## What is required:
Rewrite all the entries below as a numbered list with one line per item, skipping any blank lines and leaving out the pictures.

## Records shown:
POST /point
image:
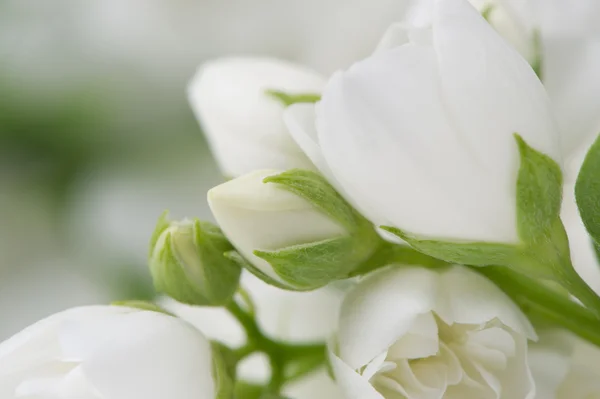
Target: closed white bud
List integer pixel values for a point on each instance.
(288, 238)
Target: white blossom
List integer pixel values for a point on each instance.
(420, 136)
(242, 122)
(105, 352)
(417, 333)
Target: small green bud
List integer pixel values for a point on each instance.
(292, 229)
(187, 262)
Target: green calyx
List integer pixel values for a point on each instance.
(311, 265)
(187, 262)
(543, 250)
(288, 99)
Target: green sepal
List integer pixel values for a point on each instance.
(313, 265)
(543, 250)
(142, 305)
(315, 189)
(587, 191)
(392, 253)
(242, 262)
(288, 99)
(468, 253)
(224, 371)
(539, 194)
(162, 224)
(202, 276)
(248, 390)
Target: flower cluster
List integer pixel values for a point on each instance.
(423, 185)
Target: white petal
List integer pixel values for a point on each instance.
(549, 360)
(571, 77)
(353, 385)
(317, 385)
(215, 323)
(142, 354)
(492, 92)
(261, 216)
(466, 297)
(420, 341)
(381, 309)
(387, 136)
(583, 254)
(228, 97)
(300, 119)
(396, 35)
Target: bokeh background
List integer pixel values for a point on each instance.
(97, 138)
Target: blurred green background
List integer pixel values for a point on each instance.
(97, 138)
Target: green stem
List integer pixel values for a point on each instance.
(539, 299)
(579, 288)
(288, 361)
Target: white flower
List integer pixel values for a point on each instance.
(242, 122)
(565, 367)
(420, 137)
(255, 215)
(568, 53)
(104, 352)
(283, 315)
(417, 333)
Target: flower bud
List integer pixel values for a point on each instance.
(293, 229)
(187, 262)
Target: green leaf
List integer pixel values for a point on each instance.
(539, 194)
(597, 252)
(315, 264)
(469, 253)
(587, 191)
(288, 99)
(162, 224)
(143, 305)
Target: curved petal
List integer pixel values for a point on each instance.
(390, 144)
(466, 297)
(491, 91)
(572, 80)
(396, 35)
(300, 120)
(353, 385)
(229, 98)
(142, 354)
(260, 216)
(583, 254)
(382, 308)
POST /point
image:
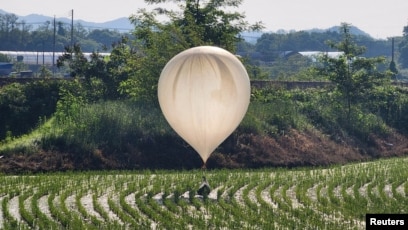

## Final result:
1. POST /point
2. image:
3. Target: closed white bud
4. List integer pixel values for a point on each instance.
5. (288, 238)
6. Target: white blossom
7. List integer pixel values for a point on each instance.
8. (420, 136)
9. (242, 122)
10. (105, 352)
11. (417, 333)
12. Target: small green bud
13. List integer pixel values for a point on each instance.
14. (292, 229)
15. (187, 262)
16. Target: green calyx
17. List integer pixel values for a point on each instance.
18. (311, 265)
19. (187, 262)
20. (543, 250)
21. (288, 99)
22. Target: green sepal
23. List integer pixel values for a point on each instance.
24. (313, 265)
25. (543, 250)
26. (142, 305)
27. (315, 189)
28. (587, 191)
29. (392, 253)
30. (242, 262)
31. (288, 99)
32. (468, 253)
33. (224, 371)
34. (539, 194)
35. (162, 224)
36. (202, 276)
37. (248, 390)
38. Target: flower cluster
39. List integer pixel values for a point on each instance.
40. (423, 185)
41. Target: white petal
42. List integer pixel values for a point on each instance.
43. (549, 360)
44. (571, 77)
45. (353, 385)
46. (317, 385)
47. (215, 323)
48. (142, 354)
49. (492, 92)
50. (261, 216)
51. (466, 297)
52. (420, 341)
53. (381, 309)
54. (387, 136)
55. (583, 254)
56. (228, 97)
57. (300, 119)
58. (396, 35)
59. Target: bokeh background
60. List integer pixel values for a point on each instance.
61. (97, 138)
62. Target: blurred green background
63. List integer pixel values for a point on each instance.
64. (97, 138)
65. Target: green stem
66. List integer pixel values for a point on each instance.
67. (539, 299)
68. (579, 288)
69. (288, 361)
70. Target: white flower
71. List integer pixel values for a point on each instance.
72. (242, 122)
73. (565, 367)
74. (420, 137)
75. (255, 215)
76. (568, 53)
77. (104, 352)
78. (283, 315)
79. (417, 333)
80. Target: flower bud
81. List integer pixel values for a point on each instance.
82. (293, 229)
83. (187, 262)
84. Target: green leaf
85. List integer pixel values for a point on each instance.
86. (539, 194)
87. (597, 252)
88. (315, 264)
89. (469, 253)
90. (587, 191)
91. (288, 99)
92. (162, 224)
93. (143, 305)
94. Target: curved petal
95. List integer pixel values for a point on each instance.
96. (390, 144)
97. (466, 297)
98. (491, 91)
99. (572, 80)
100. (396, 35)
101. (300, 120)
102. (353, 385)
103. (229, 98)
104. (142, 354)
105. (260, 216)
106. (583, 254)
107. (382, 308)
108. POST /point
109. image:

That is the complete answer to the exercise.